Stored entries
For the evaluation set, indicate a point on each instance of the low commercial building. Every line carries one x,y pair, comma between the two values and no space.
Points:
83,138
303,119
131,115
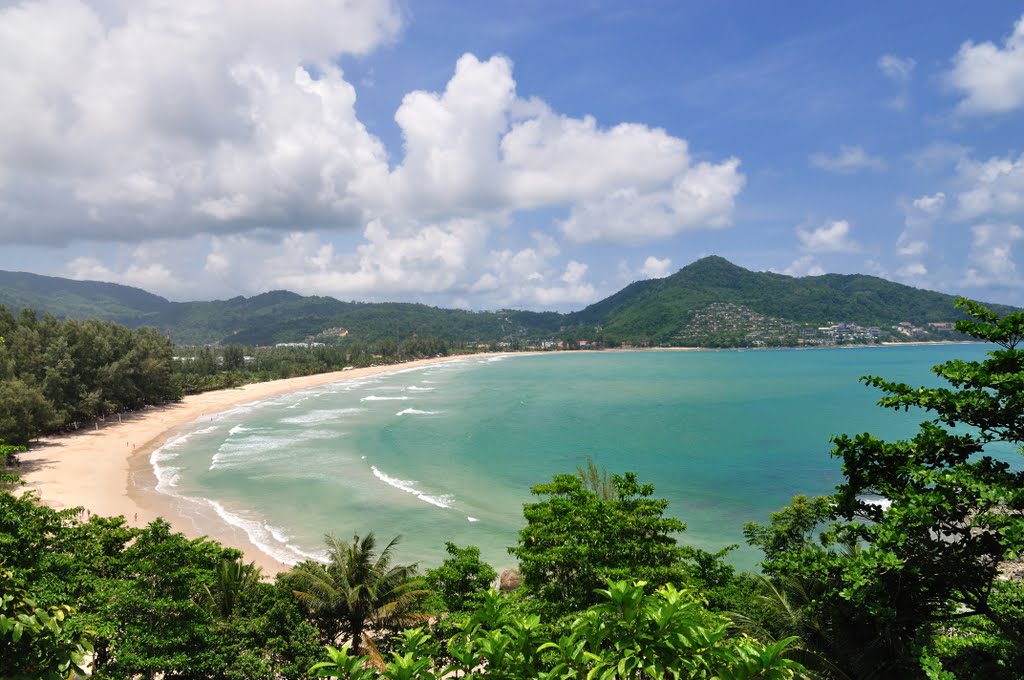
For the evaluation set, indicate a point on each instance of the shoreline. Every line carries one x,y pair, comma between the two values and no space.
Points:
107,470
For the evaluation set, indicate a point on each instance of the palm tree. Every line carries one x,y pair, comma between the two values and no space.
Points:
232,579
357,590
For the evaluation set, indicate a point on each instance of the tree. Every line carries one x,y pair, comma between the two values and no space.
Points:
233,579
35,643
573,541
953,512
626,634
235,357
462,580
357,590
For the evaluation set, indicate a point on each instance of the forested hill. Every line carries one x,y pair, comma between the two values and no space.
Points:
711,301
658,308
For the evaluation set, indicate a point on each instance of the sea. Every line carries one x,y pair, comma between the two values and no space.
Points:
449,452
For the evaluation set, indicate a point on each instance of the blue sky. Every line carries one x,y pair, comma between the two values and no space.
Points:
530,155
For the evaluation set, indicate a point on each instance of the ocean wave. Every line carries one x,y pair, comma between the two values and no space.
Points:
320,416
268,539
883,503
417,412
249,450
444,501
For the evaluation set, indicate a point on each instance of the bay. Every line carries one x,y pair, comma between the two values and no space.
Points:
449,452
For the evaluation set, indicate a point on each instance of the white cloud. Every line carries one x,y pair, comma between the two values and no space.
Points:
805,265
478,146
849,159
921,215
912,270
938,156
145,121
527,277
172,119
833,237
991,187
990,260
702,197
898,69
989,78
655,268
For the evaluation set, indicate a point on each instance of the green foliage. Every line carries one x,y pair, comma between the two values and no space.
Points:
644,312
655,310
462,580
153,602
573,541
627,634
886,579
54,374
357,592
34,642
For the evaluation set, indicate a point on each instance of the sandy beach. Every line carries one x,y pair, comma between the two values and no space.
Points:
104,468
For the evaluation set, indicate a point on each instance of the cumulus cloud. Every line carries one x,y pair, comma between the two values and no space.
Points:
528,277
938,156
898,69
479,146
849,159
804,265
994,186
989,78
912,270
922,213
833,237
655,268
229,128
990,260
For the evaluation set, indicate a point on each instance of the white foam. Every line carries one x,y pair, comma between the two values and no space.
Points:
249,450
278,533
264,537
167,475
883,503
409,486
321,416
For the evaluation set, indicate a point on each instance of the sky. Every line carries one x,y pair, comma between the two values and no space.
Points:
523,154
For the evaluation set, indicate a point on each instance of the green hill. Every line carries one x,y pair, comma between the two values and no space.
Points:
658,309
691,305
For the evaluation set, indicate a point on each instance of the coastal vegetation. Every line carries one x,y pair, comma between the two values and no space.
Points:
906,570
709,303
59,375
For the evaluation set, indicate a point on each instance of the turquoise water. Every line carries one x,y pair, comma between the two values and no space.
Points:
449,452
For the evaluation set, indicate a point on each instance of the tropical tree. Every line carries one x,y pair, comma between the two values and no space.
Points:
35,643
930,555
627,634
463,579
573,541
232,579
358,592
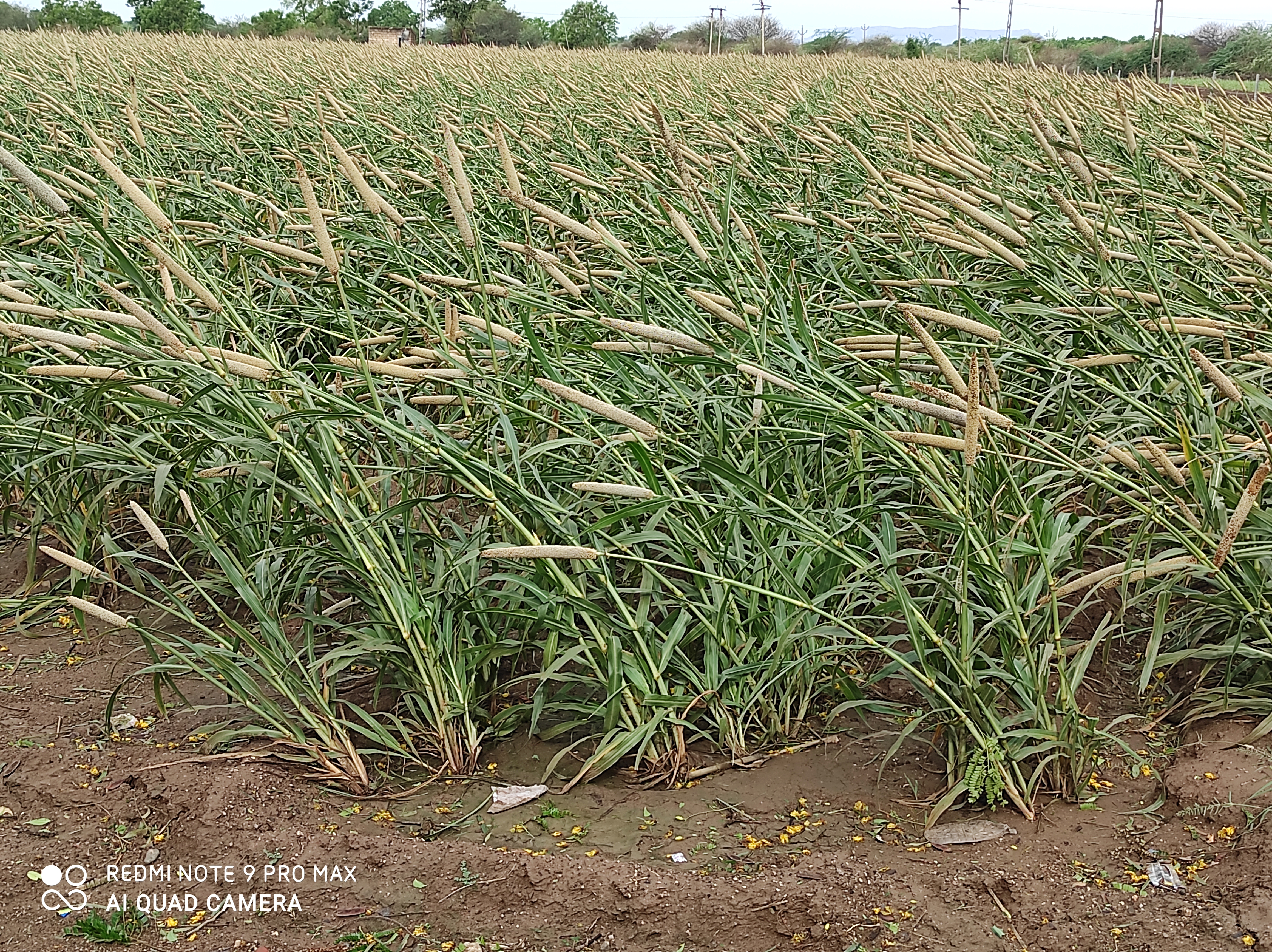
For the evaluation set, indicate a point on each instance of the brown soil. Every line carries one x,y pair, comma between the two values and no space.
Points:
853,874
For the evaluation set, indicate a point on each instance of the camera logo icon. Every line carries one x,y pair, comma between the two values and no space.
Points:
73,877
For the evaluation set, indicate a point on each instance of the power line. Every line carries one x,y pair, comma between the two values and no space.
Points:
1007,50
719,36
1157,40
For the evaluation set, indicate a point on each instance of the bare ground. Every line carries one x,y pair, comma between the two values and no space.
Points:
854,870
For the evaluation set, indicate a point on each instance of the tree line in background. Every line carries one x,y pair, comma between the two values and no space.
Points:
588,23
1211,49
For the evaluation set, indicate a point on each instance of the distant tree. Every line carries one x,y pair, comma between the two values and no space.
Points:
271,23
649,37
171,16
1214,36
746,29
394,13
13,17
536,32
695,35
81,15
460,16
496,25
830,42
329,18
882,46
588,25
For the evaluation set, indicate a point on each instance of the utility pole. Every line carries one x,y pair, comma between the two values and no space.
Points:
1007,50
1157,40
719,34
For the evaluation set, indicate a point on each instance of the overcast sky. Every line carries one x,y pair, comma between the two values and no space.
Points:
1117,18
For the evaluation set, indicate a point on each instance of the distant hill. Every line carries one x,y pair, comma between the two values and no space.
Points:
941,35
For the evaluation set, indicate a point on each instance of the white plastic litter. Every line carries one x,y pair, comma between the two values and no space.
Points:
508,797
1166,876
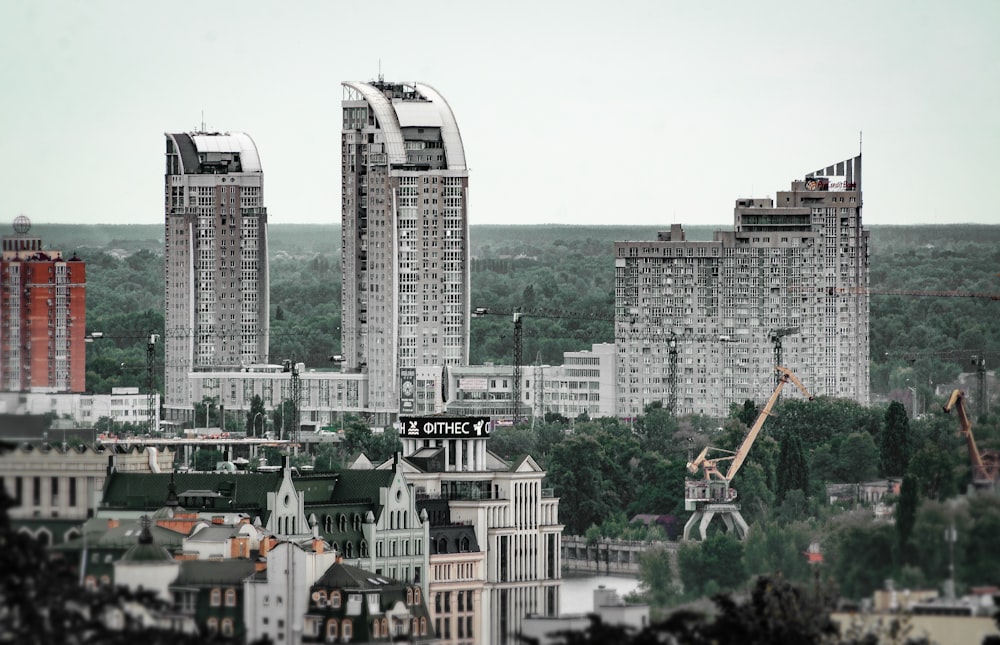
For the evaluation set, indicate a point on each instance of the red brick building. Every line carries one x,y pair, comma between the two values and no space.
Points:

AIM OF THE TASK: All lines from the one holding "of the power" through the last line of the entries, and nothing else, are to be output exactly; leave out the pictures.

SOLVED EXERCISE:
For the evaluation set, indicate a point on each instance of the power line. Every line carries one x,y pair, comma between the two values and no space.
Points:
1007,50
719,36
1157,40
For the evaluation set, indicate a point on each instance of the bare ground. Every line carries one x,y pair, comma between the two values and no space.
Points:
854,870
For the evaluation set, indicate a point on each instance of the tree line in background. Every line carries one x,y pair, comma between the two values and no space.
Points:
588,23
1211,49
For the evaluation set, indicate a point on each instance of the distant tree. Every line carries one x,y pair, comma between the two values and no space.
Points:
271,23
649,37
171,16
1214,36
746,29
394,13
13,17
536,32
695,35
81,15
460,16
496,25
830,42
329,18
882,46
588,25
For the evaluation set, indicate a point on each instance of the utility pole. Every line carries one x,y pair, comma between the two values and no space.
Points:
1007,50
1157,40
719,34
For the evaluation set, indicate a point on each instance of the overcast sky. Every line carries one x,y pair, comma between the two values and no space.
Points:
1117,18
For the evaluation set, indicate a point on each instance of the distant hill. Every line carries one x,y pair, comma between the two values and no space.
Points:
941,35
For the evaluation set, indicate a point on each instance of the white plastic litter. Every line carries one x,y pair, comma between the two values and no space.
Points:
508,797
1166,876
For the evaluation set, indicate a point on each instance of the red brick building. Every line carries one x,y pair, comma between the two values and no space.
Points:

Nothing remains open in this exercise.